**GIVEN INSTRUCTION:**
Carry over the records below, starting at the line that contains "Highlight-reel tagging: indicate the suit shoulder" and ending at the last line of the records. Reproduce every line in that span and add 111 to each x and y coordinate in the results.
--- start SUPPLIED RECORDS ---
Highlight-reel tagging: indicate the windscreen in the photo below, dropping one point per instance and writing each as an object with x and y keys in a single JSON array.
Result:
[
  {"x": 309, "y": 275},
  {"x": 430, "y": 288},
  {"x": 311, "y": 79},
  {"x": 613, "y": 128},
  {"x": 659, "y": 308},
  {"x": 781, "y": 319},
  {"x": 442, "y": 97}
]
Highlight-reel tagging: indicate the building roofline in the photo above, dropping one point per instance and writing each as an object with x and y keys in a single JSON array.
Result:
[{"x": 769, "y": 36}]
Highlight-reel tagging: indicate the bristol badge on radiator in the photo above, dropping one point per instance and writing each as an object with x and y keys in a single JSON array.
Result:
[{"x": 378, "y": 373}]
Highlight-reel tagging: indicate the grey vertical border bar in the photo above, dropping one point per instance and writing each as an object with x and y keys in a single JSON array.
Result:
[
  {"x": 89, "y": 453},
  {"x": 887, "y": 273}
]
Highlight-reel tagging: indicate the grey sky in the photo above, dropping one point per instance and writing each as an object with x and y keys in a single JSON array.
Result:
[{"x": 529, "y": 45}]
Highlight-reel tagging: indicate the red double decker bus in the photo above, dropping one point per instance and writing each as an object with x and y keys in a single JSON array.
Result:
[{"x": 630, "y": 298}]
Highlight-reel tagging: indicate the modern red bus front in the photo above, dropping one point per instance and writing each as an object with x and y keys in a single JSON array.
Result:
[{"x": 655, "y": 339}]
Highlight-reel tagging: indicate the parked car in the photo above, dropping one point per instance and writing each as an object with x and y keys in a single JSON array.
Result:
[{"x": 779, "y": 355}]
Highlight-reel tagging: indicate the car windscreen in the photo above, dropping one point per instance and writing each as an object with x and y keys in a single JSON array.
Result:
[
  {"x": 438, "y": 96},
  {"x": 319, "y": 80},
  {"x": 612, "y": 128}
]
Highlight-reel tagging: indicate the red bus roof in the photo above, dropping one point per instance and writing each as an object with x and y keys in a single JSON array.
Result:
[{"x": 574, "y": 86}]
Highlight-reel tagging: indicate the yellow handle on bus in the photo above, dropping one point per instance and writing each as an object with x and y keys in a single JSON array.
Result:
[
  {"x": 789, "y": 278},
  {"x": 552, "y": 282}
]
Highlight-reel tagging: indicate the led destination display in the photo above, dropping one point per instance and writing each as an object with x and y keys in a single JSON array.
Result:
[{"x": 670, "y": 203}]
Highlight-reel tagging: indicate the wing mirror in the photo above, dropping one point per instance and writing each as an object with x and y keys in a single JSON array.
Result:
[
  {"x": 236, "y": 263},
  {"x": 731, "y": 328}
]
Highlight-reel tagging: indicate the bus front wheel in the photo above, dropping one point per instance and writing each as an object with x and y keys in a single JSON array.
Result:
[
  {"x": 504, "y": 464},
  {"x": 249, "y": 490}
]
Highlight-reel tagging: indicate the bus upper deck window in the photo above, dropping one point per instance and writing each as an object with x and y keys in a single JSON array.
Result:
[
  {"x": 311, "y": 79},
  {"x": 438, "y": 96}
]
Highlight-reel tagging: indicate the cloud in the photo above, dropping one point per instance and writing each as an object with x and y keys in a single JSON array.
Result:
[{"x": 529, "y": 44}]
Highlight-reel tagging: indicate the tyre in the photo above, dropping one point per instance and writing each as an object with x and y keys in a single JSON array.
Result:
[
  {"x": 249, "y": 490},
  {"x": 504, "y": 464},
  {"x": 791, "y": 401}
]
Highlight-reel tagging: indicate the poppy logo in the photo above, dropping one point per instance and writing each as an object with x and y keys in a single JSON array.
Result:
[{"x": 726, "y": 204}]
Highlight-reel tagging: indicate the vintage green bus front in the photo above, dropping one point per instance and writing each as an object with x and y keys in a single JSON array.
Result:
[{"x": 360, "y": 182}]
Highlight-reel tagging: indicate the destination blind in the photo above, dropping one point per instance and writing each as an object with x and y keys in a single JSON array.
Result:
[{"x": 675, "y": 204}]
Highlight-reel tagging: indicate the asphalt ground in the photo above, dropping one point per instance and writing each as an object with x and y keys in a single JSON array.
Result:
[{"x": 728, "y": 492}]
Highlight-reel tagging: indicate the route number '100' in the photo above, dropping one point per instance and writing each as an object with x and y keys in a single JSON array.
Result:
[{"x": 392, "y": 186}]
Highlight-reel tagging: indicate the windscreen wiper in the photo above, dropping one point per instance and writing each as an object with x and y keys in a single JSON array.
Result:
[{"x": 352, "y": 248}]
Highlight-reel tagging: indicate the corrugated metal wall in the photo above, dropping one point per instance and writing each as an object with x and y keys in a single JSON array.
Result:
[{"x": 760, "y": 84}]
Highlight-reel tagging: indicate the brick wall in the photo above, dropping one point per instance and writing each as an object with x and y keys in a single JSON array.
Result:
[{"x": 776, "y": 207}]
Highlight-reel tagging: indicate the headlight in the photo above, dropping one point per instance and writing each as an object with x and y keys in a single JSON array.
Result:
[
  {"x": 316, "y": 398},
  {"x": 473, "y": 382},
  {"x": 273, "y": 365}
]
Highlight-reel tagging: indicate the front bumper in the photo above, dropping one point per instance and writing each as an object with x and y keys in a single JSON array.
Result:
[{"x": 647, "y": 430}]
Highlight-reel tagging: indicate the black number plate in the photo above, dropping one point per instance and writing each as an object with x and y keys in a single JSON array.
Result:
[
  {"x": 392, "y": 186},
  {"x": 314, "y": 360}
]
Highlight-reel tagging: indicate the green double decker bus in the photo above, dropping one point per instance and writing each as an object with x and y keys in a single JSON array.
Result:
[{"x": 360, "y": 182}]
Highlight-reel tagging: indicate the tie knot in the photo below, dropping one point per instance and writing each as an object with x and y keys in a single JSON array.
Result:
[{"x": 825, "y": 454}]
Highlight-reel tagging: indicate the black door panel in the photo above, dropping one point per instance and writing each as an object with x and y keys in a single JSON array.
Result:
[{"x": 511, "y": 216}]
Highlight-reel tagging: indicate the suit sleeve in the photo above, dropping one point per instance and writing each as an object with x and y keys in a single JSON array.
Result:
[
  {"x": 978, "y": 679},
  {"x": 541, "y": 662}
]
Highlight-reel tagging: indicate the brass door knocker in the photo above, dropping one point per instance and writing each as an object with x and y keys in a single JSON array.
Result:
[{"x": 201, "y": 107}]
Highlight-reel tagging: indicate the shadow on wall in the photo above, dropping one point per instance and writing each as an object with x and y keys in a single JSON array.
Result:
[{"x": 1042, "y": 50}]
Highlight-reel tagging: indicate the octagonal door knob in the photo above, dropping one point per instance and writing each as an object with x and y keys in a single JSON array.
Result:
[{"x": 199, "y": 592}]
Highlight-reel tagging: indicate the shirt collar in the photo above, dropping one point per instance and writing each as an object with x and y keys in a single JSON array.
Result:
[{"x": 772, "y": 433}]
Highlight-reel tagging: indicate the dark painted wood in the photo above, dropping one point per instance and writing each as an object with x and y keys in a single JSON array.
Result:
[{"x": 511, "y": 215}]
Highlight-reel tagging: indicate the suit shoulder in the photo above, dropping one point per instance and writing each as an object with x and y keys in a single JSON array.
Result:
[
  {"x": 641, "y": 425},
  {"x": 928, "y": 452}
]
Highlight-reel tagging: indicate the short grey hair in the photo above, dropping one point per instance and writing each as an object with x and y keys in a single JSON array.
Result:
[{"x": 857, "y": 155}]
--- end SUPPLIED RECORDS ---
**TASK OUTPUT:**
Highlight-reel tagging: indicate the suit shoulder in the photo above, dropping one point per instance and writing each as an object with x and y keys in a single JSON array.
Result:
[
  {"x": 752, "y": 536},
  {"x": 1039, "y": 563}
]
Highlight-reel tagging: indicate the short grey hair in the photo above, dropping one point per instance and writing each as an object with x and y keys in a single JSON array.
Result:
[{"x": 968, "y": 266}]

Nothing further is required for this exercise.